PROBLEM TO WORK ON
Write out exactly the lines from the one containing "one marker per instance, written like [613,593]" through the last line of the records below, including both.

RECORD LIST
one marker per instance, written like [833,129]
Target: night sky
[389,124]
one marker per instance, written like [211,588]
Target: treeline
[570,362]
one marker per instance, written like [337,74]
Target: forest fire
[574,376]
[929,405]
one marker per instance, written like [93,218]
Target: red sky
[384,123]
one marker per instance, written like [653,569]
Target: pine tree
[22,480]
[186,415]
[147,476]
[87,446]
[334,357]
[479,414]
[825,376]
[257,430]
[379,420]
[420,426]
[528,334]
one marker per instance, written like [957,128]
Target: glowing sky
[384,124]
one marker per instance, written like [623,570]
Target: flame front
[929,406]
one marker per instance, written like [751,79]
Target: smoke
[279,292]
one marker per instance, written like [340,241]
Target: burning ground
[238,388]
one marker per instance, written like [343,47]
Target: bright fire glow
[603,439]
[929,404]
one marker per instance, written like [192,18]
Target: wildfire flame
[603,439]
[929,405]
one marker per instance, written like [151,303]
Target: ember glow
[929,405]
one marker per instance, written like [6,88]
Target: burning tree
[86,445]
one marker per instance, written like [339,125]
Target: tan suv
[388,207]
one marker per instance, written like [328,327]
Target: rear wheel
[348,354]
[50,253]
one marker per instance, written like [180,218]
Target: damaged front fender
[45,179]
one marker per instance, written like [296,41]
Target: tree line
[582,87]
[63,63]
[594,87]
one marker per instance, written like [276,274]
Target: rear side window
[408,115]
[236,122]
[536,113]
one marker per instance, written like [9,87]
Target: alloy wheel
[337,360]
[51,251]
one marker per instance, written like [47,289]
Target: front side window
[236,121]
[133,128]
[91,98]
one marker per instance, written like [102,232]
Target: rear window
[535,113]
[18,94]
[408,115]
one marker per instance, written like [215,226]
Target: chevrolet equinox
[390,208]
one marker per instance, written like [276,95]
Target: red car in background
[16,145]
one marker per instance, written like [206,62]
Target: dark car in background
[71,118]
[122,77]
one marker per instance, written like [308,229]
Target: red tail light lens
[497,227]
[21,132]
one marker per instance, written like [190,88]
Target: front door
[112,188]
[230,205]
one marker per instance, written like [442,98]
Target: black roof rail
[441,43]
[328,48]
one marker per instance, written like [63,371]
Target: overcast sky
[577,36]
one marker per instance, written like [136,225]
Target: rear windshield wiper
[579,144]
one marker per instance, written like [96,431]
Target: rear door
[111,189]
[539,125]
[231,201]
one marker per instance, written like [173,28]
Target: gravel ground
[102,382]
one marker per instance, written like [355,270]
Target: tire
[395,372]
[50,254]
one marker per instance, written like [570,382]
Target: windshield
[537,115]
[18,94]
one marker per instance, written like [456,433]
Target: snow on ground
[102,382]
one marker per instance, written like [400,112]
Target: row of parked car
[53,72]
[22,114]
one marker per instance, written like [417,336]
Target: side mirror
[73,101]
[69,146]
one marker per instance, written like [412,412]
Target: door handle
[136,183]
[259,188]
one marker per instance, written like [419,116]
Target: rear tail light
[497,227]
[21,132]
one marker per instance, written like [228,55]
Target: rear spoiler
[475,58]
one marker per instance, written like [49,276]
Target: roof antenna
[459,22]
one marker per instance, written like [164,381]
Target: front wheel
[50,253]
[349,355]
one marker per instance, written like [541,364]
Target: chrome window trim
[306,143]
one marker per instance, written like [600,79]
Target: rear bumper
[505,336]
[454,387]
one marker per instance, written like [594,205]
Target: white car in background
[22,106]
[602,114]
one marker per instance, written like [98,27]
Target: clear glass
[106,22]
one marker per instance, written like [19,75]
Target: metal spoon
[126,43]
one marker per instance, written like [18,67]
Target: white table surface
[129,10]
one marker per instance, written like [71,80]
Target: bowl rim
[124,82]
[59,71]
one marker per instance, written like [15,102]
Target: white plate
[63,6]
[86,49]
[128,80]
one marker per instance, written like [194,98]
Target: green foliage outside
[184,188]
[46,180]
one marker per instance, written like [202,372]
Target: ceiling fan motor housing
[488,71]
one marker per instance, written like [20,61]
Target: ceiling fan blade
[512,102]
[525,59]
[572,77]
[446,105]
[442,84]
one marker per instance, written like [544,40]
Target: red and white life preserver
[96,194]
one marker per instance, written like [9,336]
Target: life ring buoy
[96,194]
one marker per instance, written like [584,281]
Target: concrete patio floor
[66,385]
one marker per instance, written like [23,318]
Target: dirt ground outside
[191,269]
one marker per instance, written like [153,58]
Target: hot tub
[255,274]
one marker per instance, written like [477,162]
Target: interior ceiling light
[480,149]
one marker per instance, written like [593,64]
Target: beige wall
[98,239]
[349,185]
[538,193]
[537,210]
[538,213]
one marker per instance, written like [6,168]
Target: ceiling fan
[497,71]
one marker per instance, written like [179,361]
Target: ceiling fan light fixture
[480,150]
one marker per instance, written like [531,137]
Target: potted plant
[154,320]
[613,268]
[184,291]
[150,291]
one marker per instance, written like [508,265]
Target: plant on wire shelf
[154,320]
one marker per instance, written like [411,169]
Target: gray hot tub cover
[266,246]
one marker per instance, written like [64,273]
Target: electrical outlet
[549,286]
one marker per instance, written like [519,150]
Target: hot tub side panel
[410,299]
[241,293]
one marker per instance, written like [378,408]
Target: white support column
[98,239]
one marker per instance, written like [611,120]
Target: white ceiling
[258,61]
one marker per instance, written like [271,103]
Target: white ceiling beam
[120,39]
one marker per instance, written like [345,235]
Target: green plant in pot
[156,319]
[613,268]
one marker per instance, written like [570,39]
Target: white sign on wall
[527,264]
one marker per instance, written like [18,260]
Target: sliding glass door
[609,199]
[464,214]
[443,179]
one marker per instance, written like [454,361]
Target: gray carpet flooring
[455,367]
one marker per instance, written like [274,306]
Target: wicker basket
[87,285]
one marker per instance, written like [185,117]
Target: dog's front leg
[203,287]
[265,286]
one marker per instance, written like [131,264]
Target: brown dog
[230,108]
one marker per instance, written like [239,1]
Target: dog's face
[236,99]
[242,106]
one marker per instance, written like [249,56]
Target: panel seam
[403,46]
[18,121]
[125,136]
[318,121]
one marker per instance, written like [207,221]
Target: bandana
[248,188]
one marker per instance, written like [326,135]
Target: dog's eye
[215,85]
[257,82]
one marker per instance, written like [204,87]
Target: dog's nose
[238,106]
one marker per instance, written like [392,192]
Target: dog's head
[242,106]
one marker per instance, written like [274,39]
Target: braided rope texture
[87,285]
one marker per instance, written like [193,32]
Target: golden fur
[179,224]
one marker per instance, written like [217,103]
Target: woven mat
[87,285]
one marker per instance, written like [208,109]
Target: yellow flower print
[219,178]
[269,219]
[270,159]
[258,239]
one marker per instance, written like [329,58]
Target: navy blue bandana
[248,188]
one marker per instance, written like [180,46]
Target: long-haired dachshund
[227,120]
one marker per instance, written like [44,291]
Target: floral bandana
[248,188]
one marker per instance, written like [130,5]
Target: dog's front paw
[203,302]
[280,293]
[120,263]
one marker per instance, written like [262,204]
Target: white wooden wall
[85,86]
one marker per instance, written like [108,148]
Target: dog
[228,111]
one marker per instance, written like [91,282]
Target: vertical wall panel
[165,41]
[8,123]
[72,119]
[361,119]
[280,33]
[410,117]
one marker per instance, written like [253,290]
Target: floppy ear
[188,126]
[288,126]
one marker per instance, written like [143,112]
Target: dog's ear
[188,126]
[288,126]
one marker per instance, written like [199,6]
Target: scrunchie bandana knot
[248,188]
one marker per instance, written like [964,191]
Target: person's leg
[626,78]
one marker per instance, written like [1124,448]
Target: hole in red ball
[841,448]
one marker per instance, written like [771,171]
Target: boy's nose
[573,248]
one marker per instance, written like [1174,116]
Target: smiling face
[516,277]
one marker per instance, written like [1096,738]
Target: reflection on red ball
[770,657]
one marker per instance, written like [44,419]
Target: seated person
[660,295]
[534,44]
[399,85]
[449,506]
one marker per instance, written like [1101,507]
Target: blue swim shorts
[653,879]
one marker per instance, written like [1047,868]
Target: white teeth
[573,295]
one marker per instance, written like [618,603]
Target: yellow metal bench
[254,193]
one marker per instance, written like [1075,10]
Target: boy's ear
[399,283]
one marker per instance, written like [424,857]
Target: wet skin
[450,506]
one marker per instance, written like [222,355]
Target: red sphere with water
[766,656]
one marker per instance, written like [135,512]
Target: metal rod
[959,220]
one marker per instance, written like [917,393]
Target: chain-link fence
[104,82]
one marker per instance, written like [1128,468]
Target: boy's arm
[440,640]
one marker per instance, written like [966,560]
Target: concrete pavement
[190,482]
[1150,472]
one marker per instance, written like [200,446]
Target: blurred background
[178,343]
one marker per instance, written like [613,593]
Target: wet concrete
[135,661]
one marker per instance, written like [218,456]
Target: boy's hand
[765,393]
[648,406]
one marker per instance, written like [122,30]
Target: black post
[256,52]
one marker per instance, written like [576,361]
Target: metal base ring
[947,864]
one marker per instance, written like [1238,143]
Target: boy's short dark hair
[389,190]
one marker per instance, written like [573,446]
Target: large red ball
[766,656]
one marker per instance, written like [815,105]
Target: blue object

EXERCISE SOLUTION
one marker per instance, written like [613,593]
Target: wet concrete
[135,661]
one marker per instance, written like [218,456]
Target: boy's hand
[765,393]
[648,406]
one marker per instance, written like [122,30]
Target: black post
[256,52]
one marker per instance, written like [576,361]
Target: metal base ring
[947,864]
one marker per instance, written like [1238,143]
Target: boy's short dark hair
[389,190]
one marker per instance, written like [573,446]
Target: large red ball
[766,656]
one marker per instance, written like [815,105]
Target: blue object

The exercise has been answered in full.